:: 課題 ::
1. ドイツ新幹線事故の文章で、「と呼ぶ」「と言い」「といい」の言い方によって名前が示されている用語はどれですか。すべて挙げてください。
2. ドイツ新幹線事故の文章から、「ドイツ新幹線惨事の背景」から「は比較的少なかったのである。」までを、両端を含めてそのまま抜き出してください。

ドイツ新幹線惨事の背景

 

 

1.事故原因はタイヤの「パンク」

 鋼で出来ている電車の車輪も長い間走るとゴムタイヤほどではないが磨耗する。だから、電車の車輪も自動車のタイヤと同じように取り替えられる構造になっている。日本の鉄道は「一体圧延車輪」(以下「圧延車輪」と略す)と呼ぶ「タイヤとホイールとが一体」になった車輪を使っており、これを取り替える時は「輪心」と呼ぶホイールに相当する部分まで一緒に取り替えなければならない。
 今回惨事が起きたドイツ新幹線ICEの車輪は自動車と同じように、「タイヤ」と「輪心」が別構造となっている。タイヤが減ったとき、これだけ取り替え、ホイールは替える必要がないので圧延車輪より経済的である。
 日本の鉄道も昔はドイツと同じタイヤを使っていた。タイヤの厚みは約80ミリで、これを約半分に減るまで使う。タイヤを輪心にはめ込む方法を「焼き嵌め」と言い、タイヤを約200度に加熱させ、膨張したとき輪心にはめ込む。常温に戻るとタイヤは収縮するので輪心に固く嵌まり込む。
 一見、経済的に見えるタイヤ方式の車輪ではあるが、「焼き嵌め」作業のミスで固く締めすぎるとタイヤに無理がかかって割れてしまう。これを「割損」といい、タイヤ損傷の中でも最も恐ろしい事故である。もちろん、焼き嵌め作業は厳しい規制を設けて行うのだが、それでも日本では割損事故が絶えず、昭和30年代には国鉄全体で年間約15件の割損事故が発生した。
 一方、作業ミスでタイヤの締め方が充分でないと、走行中にタイヤと輪心との間がゆるむ。ひどい場合には走行中にタイヤが輪心と別回転をする場合すらある。タイヤが緩むトラブルは数え切れない位発生していた。日本の鉄道では、タイヤが緩んでも、すぐに外れないよう「止金」が入っていたから、大きな事故に結びつく可能性は比較的少なかったのである。
 今回の事故ではタイヤは「緩んだ」ではなく「割れた」のではないかと思われる。高速回転中のタイヤが万が一にも割れると、高い遠心力でたちまちに輪心から外れてしまう。いわば、高速道路での程度の悪いパンク(バースト)と同じである。超高速列車での「緩み」を日本では経験していないので、タイヤが緩んだ時どうなるかは分からない。しかし、いずれのトラブルも高速車両では、絶対にあってはならないことである。今回のドイツ新幹線の事故では高速車両におけるタイヤ破損の恐ろしさを実証した形になった。

:: 記録データ ::
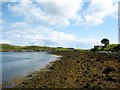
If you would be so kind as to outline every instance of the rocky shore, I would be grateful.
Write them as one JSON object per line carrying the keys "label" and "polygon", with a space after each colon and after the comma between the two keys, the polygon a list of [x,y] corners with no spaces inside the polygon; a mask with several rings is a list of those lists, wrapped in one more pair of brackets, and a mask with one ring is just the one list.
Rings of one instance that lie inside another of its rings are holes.
{"label": "rocky shore", "polygon": [[120,88],[120,53],[59,51],[58,60],[15,88]]}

:: 解答 ::
1. 一体圧延車輪、輪心、焼き嵌め、割損

2.
ドイツ新幹線惨事の背景

 

 

1.事故原因はタイヤの「パンク」

 鋼で出来ている電車の車輪も長い間走るとゴムタイヤほどではないが磨耗する。だから、電車の車輪も自動車のタイヤと同じように取り替えられる構造になっている。日本の鉄道は「一体圧延車輪」(以下「圧延車輪」と略す)と呼ぶ「タイヤとホイールとが一体」になった車輪を使っており、これを取り替える時は「輪心」と呼ぶホイールに相当する部分まで一緒に取り替えなければならない。
 今回惨事が起きたドイツ新幹線ICEの車輪は自動車と同じように、「タイヤ」と「輪心」が別構造となっている。タイヤが減ったとき、これだけ取り替え、ホイールは替える必要がないので圧延車輪より経済的である。
 日本の鉄道も昔はドイツと同じタイヤを使っていた。タイヤの厚みは約80ミリで、これを約半分に減るまで使う。タイヤを輪心にはめ込む方法を「焼き嵌め」と言い、タイヤを約200度に加熱させ、膨張したとき輪心にはめ込む。常温に戻るとタイヤは収縮するので輪心に固く嵌まり込む。
 一見、経済的に見えるタイヤ方式の車輪ではあるが、「焼き嵌め」作業のミスで固く締めすぎるとタイヤに無理がかかって割れてしまう。これを「割損」といい、タイヤ損傷の中でも最も恐ろしい事故である。もちろん、焼き嵌め作業は厳しい規制を設けて行うのだが、それでも日本では割損事故が絶えず、昭和30年代には国鉄全体で年間約15件の割損事故が発生した。
 一方、作業ミスでタイヤの締め方が充分でないと、走行中にタイヤと輪心との間がゆるむ。ひどい場合には走行中にタイヤが輪心と別回転をする場合すらある。タイヤが緩むトラブルは数え切れない位発生していた。日本の鉄道では、タイヤが緩んでも、すぐに外れないよう「止金」が入っていたから、大きな事故に結びつく可能性は比較的少なかったのである。